# [AIM]
Carry on the passage about network security attacks, picking up right after its last sentence.

----- TEXT SHOWN

They include packet sniffers, port scans and ping sweeps. For example, an attacker ping sweeps a network and determines IP addresses that are alive. The intruder then queries the ports to determine application systems and types and even operating system running on a target. It is based on this information that an intruder determines whether a possible vulnerability exist. The information caught from sniffing software such as Nslookup and Whois are used to advance other type of attacks.
Social engineering is access vulnerability in authentication services for the purpose of gaining entry to access confidential information. It is actually the easiest because it does not require any computing skill. An intruder tricks the user to believing it is a legitimate contact and in the process seeks confidential information such as location files, passwords and other personal information which are used to perpetrate further attacks.
Malicious attacks impacts negatively on the existence of an organization. Trojan horses ask the user to enter sensitive information into a commonly trusted site. For instance, an attacker might log in to a Windows box and run a program that resemble Windows Logon screen. Unaware, the user is prompted to enter username and password. The program then forwards the name and password information to the attacker and gives a Windows error for a wrong password. The user would log out and the correct Windows screen appears. The password of the user has just been stolen and can be used to access sensitive information from the network. This results in enormous damages in terms of organizational data theft.

----------
----- DATASET SECTION

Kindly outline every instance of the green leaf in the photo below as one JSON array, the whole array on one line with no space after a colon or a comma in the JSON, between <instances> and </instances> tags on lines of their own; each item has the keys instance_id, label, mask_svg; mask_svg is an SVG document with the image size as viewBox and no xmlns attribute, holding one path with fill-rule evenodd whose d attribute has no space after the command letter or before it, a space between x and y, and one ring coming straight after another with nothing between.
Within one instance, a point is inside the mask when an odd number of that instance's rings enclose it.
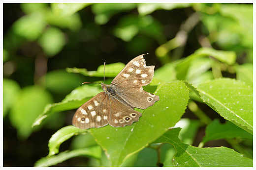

----------

# [FINAL RESULT]
Sniffing and eavesdropping attacks causes loss of information confidentiality. The impacts are information gathering and information theft. Network intruders collect passwords and usernames carried in packets such as credit card number which are subsequently used to steal data from networks by gaining unauthorized access.
Social engineering attacks such as phishing involve use of email communication to trick users to provide sensitive information such as credit card numbers and passwords. The phisher masquerades as trusted party with legitimate need for sensitive information. Phishing emails contain hyperlinks that seem to be legitimate but are not. Once a user provide their information, they are used to perpetrate other crimes such as financial fraud.
Eavesdropping attacks is controlled by three methods namely;
Using encryption tools that meet security standards of organizations without causing excessive constraints on system resources and users. For instance, by encrypting after the UDP or TCP headers, IP payload data is encrypted and network routers and switches will forward traffic as they would any other IP packets.
Using switched networks
Enforcing and implementing policy directives that prevent use of protocols with known vulnerabilities to eavesdropping
Phishing is controlled by educating users not to divulge sensitive information to anyone under any circumstance. Because administrators of computer systems rarely, if any, need to know users passwords to undertake administration tasks, password sharing should be discouraged. The organization should institute security policies that define how usernames and passwords area created, used, stored and disposed. Apart from these, user responsibility should be reinforced so that every user is held responsible for actions taken using their credentials.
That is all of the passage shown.